**Le Sue istruzioni**
Prosegua il testo sulle donne in bicicletta e l'audacia femminile, riprendendo subito dopo l'ultima frase riportata.

**Testo del documento**
* * * * * * *

Si tratta di donne che, contro tutti i pregiudizi e i luoghi comuni, hanno deciso di montare sul sellino delle proprie bici e lanciare la loro sfida personale. Già nel 1897, gli uomini di scienza sostenevano che “il pedale poteva provocare la deformità del piede”. Addirittura, quando iniziarono a entrare in commercio i tandem a inizio ‘900 si decise, a seguito di un acceso dibattito, che le donne avrebbero dovuto occupare il sellino anteriore, per non mostrare il fondoschiena a sguardi indiscreti e scatenare le reazioni dei perbenisti. A parte i giudizi, le affermazioni stentoree di fonte medica che prevedevano danni e malformazioni fisiche il giudizio più spietato era quello della moralità.

Oggi questa cosa ci fa sorridere e nel contempo ci lascia l’amaro in bocca e ci addolora perché il pensiero va a quanto devono aver sofferto le donne nei tempi passati, ingiustamente condannate e ostacolate in tutto. Ritorna spontaneo il termine “audace” nella sua accezione riferita però solo al maschile ma che noi possiamo benissimo declinare al femminile: dal latino audax-acis, derivato di ‘audēre‘ ossia osare – definisce colui (colei) che non esita ad affrontare il pericolo e vi si fa incontro noncurante dei rischi. Audace è una persona coraggiosa, ma non solo: l’audacia implica una componente temeraria, spericolata; una sorta di spavalderia.

* * * * * * *

Voci del dataset
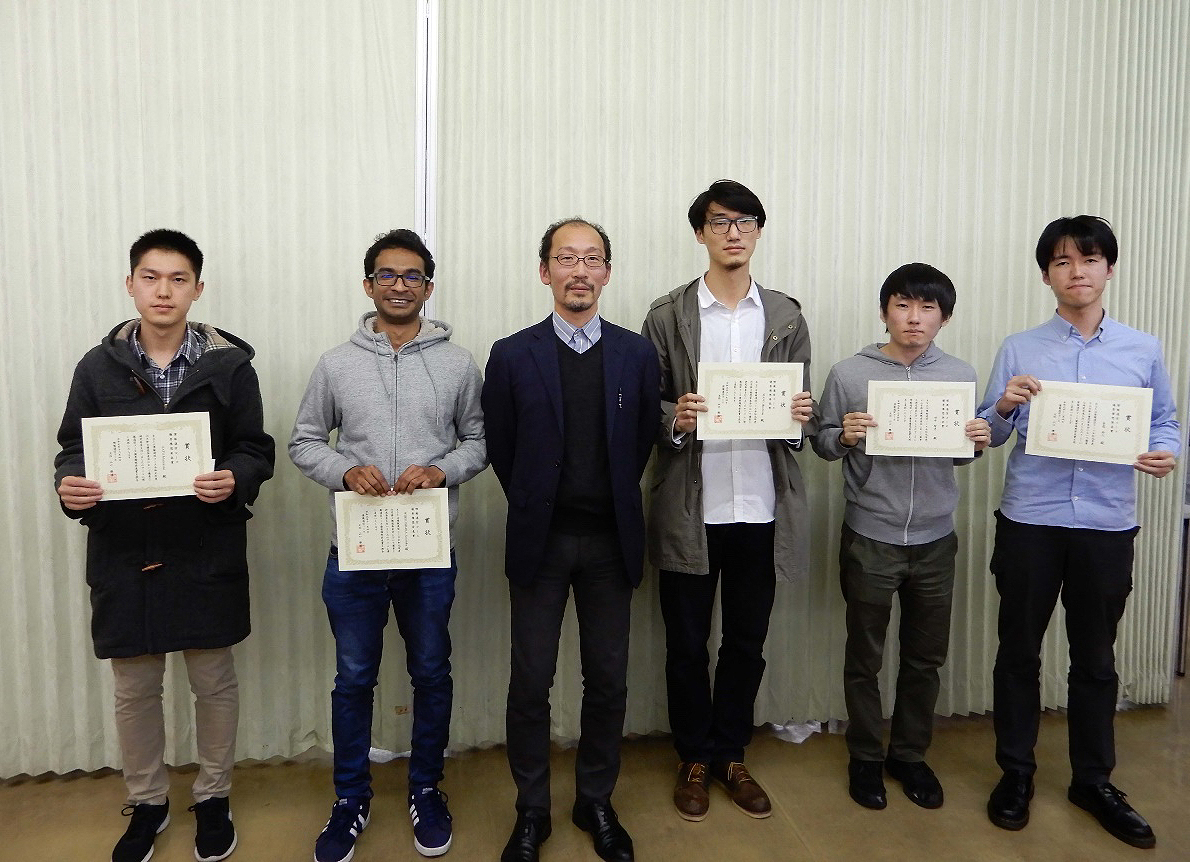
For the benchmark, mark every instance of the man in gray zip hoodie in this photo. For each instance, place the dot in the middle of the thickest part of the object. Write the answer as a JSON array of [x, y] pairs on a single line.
[[897, 538], [406, 405]]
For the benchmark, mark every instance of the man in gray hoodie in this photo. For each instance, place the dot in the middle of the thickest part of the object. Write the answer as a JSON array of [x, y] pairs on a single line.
[[897, 538], [406, 405]]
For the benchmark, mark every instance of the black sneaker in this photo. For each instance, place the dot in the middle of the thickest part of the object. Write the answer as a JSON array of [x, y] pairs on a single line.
[[214, 837], [431, 820], [337, 842], [148, 822]]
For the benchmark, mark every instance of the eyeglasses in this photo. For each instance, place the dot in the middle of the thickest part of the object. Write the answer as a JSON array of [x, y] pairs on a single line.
[[570, 261], [387, 278], [744, 224]]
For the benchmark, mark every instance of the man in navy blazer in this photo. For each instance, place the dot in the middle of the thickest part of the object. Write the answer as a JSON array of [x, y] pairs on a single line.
[[570, 408]]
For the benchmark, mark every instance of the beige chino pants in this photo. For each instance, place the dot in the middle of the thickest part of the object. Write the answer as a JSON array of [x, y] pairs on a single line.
[[141, 723]]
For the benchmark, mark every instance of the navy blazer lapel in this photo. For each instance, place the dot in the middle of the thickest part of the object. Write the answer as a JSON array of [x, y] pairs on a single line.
[[613, 372], [545, 354]]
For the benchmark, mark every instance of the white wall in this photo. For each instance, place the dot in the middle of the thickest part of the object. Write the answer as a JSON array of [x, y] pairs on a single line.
[[282, 137]]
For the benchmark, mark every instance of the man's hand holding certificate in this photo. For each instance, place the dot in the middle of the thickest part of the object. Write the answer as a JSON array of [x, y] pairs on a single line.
[[746, 400]]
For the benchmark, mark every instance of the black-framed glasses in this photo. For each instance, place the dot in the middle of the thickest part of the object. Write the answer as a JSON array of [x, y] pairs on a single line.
[[387, 278], [744, 224], [570, 261]]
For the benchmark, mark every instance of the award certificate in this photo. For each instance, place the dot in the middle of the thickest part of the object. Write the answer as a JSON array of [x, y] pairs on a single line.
[[1089, 422], [398, 531], [749, 400], [920, 418], [144, 456]]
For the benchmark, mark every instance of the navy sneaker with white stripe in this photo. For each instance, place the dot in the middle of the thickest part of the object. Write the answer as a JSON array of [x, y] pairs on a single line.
[[431, 820], [337, 843]]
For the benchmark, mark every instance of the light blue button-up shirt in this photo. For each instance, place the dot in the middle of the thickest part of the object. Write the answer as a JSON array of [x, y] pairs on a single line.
[[588, 333], [1060, 492]]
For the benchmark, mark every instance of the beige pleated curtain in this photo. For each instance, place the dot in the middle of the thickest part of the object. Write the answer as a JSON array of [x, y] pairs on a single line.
[[285, 136]]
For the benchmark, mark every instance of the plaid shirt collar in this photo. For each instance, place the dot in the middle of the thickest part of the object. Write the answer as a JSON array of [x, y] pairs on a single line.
[[167, 380]]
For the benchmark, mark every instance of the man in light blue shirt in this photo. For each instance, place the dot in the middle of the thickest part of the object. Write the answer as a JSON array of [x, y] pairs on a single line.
[[1066, 526]]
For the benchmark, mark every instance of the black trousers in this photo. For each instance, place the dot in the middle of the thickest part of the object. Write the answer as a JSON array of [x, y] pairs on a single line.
[[1091, 570], [594, 567], [716, 724]]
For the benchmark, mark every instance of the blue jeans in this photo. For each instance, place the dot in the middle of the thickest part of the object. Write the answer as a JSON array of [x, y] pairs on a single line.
[[357, 605]]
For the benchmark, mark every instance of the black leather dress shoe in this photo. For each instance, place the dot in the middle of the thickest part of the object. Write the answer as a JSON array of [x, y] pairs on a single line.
[[918, 781], [1108, 806], [1009, 804], [612, 842], [865, 784], [530, 832]]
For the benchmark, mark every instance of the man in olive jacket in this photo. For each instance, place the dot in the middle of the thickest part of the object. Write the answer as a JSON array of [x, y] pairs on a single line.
[[170, 574], [724, 513]]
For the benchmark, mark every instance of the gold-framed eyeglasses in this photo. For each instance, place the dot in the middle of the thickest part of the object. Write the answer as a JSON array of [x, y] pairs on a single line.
[[387, 278], [571, 261], [744, 224]]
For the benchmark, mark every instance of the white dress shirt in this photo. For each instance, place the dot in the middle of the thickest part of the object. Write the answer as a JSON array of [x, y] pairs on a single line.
[[737, 475]]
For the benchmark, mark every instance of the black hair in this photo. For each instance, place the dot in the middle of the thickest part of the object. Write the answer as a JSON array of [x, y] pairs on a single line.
[[922, 282], [543, 251], [164, 239], [1090, 233], [727, 193], [400, 238]]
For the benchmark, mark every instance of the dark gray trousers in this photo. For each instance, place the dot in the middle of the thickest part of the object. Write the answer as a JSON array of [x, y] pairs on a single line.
[[922, 576], [593, 567]]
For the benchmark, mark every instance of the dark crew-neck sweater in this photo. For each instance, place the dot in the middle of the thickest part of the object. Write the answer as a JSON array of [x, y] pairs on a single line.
[[583, 505]]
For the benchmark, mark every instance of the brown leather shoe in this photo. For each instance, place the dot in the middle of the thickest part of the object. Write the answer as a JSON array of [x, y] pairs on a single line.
[[745, 792], [690, 793]]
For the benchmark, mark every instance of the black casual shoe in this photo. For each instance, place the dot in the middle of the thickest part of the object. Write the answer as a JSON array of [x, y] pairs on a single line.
[[431, 820], [612, 842], [214, 837], [918, 781], [1008, 806], [148, 822], [530, 832], [337, 842], [1108, 806], [866, 784]]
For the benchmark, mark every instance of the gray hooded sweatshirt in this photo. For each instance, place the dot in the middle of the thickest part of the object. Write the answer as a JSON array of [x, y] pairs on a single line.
[[418, 405], [896, 500]]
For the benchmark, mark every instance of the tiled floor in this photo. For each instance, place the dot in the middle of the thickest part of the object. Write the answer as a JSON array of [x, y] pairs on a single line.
[[280, 809]]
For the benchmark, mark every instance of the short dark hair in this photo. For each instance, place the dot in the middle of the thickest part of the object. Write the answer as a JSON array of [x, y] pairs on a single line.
[[1090, 233], [727, 193], [922, 282], [400, 238], [543, 251], [164, 239]]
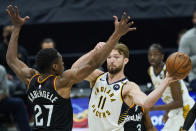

* * * * * * *

**Risultato dell'esercizio**
La storia è ricca di donne spavalde, audaci, caparbie e ostinate che fecero della bicicletta un mezzo di emancipazione e di affermazione dei propri diritti, cosa le spingeva a ribellarsi alle regole dettate dagli uomini. Tante motivazioni furono diverse a seconda del luogo in cui abitavano, del ruolo sociale che rivestivano, dell’ambito familiare che poteva limitarle, incoraggiarle e lasciarle libere di agire. Andare in bicicletta oltre a suscitare le reazioni dei medici, degli igienisti e dei benpensanti, richiedeva, per le donne, un modo diverso di abbigliamento, una frattura notevole per le prime che osarono infrangere i divieti e le riprovazioni e che abbandonarono le lunghe gonne ingombranti e pericolose.

Da un articolo di Pasquale Coccia, 13 ottobre 2020: un excursus, che diventa voce unanime contro le donne in bicicletta, dal congresso medico italiano del 1897, dove gli uomini di scienza sostenevano che "il pedale poteva provocare la deformità del piede" fino alla Gazzetta Ciclistica che denuncia ai propri lettori come le donne in bicicletta "si mostrano senza vergogna per la città" giacché era consentito loro di andare in bicicletta solo nelle zone agresti.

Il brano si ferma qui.